Record extracts
----
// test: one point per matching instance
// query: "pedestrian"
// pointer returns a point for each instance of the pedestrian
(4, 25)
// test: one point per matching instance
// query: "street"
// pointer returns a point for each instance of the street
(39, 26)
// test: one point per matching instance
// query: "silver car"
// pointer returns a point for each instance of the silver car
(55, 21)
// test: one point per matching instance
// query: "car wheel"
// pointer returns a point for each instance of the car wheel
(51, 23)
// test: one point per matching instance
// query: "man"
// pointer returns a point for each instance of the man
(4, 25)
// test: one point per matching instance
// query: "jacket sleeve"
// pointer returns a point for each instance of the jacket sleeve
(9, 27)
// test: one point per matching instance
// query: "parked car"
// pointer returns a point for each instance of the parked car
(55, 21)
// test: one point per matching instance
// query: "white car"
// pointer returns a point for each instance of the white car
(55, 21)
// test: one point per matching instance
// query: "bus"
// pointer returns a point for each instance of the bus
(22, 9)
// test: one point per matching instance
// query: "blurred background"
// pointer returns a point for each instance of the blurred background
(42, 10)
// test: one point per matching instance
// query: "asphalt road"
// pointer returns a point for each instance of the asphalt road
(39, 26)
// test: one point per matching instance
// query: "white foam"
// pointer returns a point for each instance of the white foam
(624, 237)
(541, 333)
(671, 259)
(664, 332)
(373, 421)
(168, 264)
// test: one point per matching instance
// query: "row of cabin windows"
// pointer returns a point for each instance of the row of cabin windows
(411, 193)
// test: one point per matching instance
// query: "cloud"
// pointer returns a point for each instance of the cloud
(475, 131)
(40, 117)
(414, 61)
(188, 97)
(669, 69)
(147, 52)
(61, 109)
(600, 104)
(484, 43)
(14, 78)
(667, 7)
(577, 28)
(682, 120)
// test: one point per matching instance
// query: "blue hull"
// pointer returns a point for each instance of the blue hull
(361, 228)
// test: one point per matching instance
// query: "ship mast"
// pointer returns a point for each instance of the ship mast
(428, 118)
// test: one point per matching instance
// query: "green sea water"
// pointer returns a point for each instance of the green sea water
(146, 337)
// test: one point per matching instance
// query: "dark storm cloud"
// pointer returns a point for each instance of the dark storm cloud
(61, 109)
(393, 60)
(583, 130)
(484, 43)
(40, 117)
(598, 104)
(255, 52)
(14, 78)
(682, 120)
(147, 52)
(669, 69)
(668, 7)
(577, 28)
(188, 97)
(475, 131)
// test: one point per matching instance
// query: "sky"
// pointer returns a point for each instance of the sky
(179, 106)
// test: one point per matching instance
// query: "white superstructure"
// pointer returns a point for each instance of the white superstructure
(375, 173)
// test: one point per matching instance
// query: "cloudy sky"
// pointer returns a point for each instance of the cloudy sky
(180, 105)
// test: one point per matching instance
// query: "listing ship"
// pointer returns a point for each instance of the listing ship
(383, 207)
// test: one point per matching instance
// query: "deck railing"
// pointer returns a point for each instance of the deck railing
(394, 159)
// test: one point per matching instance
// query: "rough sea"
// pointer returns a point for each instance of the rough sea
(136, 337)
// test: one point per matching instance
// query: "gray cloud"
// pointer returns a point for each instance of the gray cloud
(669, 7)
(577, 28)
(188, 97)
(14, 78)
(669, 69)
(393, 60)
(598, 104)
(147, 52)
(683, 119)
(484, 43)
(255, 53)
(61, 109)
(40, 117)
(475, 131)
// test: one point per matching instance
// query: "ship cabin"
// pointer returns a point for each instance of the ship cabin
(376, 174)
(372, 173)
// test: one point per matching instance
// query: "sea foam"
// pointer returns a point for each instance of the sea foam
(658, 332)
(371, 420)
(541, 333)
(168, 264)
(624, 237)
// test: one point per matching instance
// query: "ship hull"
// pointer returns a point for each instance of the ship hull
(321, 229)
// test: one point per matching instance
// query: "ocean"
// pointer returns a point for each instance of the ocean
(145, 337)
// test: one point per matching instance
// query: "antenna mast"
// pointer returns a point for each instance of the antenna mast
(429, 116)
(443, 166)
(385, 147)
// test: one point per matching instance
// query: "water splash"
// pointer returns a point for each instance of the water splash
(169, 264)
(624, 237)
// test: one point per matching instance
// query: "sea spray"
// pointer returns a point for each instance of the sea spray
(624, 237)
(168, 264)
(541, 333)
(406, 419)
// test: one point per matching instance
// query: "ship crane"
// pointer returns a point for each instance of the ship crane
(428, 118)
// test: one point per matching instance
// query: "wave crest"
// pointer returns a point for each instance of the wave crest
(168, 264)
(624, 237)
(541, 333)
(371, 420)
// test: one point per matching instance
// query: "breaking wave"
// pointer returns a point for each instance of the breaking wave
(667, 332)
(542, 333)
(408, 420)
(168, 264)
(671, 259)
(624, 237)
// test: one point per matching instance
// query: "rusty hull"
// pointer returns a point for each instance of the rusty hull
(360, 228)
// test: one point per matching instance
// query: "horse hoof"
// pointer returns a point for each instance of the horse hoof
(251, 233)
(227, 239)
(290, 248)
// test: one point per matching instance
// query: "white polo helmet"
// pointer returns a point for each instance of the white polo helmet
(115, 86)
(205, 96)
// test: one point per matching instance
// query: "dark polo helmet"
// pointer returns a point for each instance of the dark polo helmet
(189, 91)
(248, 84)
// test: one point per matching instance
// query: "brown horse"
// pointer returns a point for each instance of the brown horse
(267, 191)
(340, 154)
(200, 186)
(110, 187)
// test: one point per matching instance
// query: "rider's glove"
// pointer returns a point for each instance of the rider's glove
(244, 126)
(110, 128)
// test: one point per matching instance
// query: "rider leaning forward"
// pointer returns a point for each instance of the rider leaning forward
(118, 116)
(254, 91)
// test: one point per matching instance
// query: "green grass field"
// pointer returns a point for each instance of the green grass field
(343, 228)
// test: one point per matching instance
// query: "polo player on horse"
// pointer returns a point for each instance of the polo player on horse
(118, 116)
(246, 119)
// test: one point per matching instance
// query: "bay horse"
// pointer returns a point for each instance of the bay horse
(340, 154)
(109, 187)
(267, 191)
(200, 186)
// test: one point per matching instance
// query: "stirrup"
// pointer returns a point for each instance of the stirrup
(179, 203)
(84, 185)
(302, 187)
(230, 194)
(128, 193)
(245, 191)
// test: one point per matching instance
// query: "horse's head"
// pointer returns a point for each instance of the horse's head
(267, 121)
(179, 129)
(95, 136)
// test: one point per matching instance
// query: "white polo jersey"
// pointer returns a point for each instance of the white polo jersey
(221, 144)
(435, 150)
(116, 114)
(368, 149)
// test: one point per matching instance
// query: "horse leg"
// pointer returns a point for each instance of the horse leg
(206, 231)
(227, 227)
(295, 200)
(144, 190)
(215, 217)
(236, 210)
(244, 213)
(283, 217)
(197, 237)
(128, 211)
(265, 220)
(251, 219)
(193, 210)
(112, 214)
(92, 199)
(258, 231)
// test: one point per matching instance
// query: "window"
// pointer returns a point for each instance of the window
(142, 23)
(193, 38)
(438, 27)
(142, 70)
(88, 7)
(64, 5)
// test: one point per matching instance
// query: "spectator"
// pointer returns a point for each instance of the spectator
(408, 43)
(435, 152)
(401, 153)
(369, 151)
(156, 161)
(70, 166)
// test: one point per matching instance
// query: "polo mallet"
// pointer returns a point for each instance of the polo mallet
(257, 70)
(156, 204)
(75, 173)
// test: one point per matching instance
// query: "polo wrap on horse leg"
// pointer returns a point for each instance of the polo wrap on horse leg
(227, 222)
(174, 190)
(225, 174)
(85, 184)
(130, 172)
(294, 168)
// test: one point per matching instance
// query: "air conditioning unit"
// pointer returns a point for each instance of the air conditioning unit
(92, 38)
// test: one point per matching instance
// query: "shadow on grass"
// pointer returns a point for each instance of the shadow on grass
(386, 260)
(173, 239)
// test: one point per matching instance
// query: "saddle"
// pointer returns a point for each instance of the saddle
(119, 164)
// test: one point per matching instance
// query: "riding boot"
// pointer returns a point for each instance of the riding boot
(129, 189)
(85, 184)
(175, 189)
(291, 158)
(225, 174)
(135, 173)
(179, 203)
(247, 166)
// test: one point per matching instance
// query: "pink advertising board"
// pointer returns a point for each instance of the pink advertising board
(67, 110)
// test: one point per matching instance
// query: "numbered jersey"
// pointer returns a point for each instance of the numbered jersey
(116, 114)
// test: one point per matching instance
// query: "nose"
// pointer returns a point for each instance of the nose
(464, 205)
----
Written request
Collect every line of the listing that contains the string "forward". Treat uppercase and lowercase letters as distinct when matching.

Response to this task
// query: "rider leaning forward"
// pointer returns a point for each instance of the rider leaning forward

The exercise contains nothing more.